## Textauszug
Bisher haben sich mit einer hohen Schuldenquote verbundene Befürchtungen wiederholt als falsch erwiesen. Dennoch wird bereits wieder versucht gegenzusteuern. Wahrscheinlich werden in der Eurozone die Defizitobergrenzen erneut Geltung erlangen. In Großbritannien hat Finanzminister Rishi Sunak den Weg der öffentlichen Finanzen als "nicht nachhaltig" bezeichnet.

Wenn die aktiv gestaltende Fiskalpolitik überleben will, müssen neue Regeln her. Sollten diese darauf abzielen Anleihemarktinvestoren abzuwehren, die gegen die als inflationär geltende Geld- oder Fiskalpolitik protestieren, indem sie Anleihen verkaufen und so die Zinsen erhöhen? Oder sollten sie einfach dafür sorgen, dass die Inflation nicht weiter angeheizt wird?

Der letztere Gedanke wurde durch die umstrittene Denkrichtung der "Modern Monetary Theory" (MMT) populär gemacht, aber die Kluft zwischen beiden Ansätzen ist gar nicht so groß, wie es scheint. Selbst lautstarke Gegner von MMT teilen die Annahme, dass die Inflation das wahre Hindernis für die Fiskalpolitik ist. Unterschiedliche Auffassungen betreffen die Funktionsweise der Inflation.

Unter den Traditionalisten haben der ehemalige US-Finanzminister Lawrence Summers und der frühere Berater von Barack Obama, Jason Furman, kürzlich geschrieben, dass Schulden kein Problem seien, weil die Zinssätze so niedrig sind. Die Regierungen können demnach Geld ausgeben, solange ihre Nettozinszahlungen inflationsbereinigt unter einem Prozent des BIP bleiben.

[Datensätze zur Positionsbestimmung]

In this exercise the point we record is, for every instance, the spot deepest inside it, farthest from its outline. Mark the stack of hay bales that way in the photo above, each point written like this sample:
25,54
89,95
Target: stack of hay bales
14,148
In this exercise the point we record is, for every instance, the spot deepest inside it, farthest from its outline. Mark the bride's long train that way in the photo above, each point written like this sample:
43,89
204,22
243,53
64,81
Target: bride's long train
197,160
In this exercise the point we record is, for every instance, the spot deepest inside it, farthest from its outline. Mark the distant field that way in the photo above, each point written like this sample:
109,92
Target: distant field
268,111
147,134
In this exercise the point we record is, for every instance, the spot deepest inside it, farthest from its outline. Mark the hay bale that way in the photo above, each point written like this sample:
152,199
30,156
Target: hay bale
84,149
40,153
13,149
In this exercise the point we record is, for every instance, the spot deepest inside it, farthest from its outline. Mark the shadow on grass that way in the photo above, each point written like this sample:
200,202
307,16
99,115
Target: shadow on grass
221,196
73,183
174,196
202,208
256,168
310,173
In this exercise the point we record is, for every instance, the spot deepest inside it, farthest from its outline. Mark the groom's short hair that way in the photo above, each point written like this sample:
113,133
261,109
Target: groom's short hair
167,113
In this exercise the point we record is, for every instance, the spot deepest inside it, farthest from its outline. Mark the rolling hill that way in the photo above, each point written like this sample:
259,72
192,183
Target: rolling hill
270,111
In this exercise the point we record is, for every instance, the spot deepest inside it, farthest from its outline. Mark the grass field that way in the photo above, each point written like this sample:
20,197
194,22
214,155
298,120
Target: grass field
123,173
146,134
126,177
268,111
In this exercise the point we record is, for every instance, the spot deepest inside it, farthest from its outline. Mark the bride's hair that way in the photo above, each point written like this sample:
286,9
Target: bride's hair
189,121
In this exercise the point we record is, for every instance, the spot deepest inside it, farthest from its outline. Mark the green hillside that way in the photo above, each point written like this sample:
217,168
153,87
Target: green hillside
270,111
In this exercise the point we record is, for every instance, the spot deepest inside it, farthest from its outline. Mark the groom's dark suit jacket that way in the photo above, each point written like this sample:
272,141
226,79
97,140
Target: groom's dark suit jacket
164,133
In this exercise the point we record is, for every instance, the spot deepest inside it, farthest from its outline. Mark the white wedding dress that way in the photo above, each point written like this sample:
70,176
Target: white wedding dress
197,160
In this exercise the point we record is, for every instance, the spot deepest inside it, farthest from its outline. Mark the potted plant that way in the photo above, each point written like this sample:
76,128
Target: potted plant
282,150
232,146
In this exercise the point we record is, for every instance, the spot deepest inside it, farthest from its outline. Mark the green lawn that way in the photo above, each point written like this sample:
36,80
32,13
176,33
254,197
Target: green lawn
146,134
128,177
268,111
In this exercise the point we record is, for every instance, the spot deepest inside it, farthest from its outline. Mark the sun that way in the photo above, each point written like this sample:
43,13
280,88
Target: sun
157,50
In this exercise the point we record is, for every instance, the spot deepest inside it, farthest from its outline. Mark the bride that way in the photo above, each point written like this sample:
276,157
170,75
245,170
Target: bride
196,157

## Aufgabe
Schreib den Text über Staatsschulden von „Wenn die aktiv“ bis „Funktionsweise der Inflation.“ noch einmal ab und tausche dabei „Fiskalpolitik“ gegen „Haushaltspolitik“ aus.

## Lösung
Wenn die aktiv gestaltende Haushaltspolitik überleben will, müssen neue Regeln her. Sollten diese darauf abzielen Anleihemarktinvestoren abzuwehren, die gegen die als inflationär geltende Geld- oder Haushaltspolitik protestieren, indem sie Anleihen verkaufen und so die Zinsen erhöhen? Oder sollten sie einfach dafür sorgen, dass die Inflation nicht weiter angeheizt wird?

Der letztere Gedanke wurde durch die umstrittene Denkrichtung der "Modern Monetary Theory" (MMT) populär gemacht, aber die Kluft zwischen beiden Ansätzen ist gar nicht so groß, wie es scheint. Selbst lautstarke Gegner von MMT teilen die Annahme, dass die Inflation das wahre Hindernis für die Haushaltspolitik ist. Unterschiedliche Auffassungen betreffen die Funktionsweise der Inflation.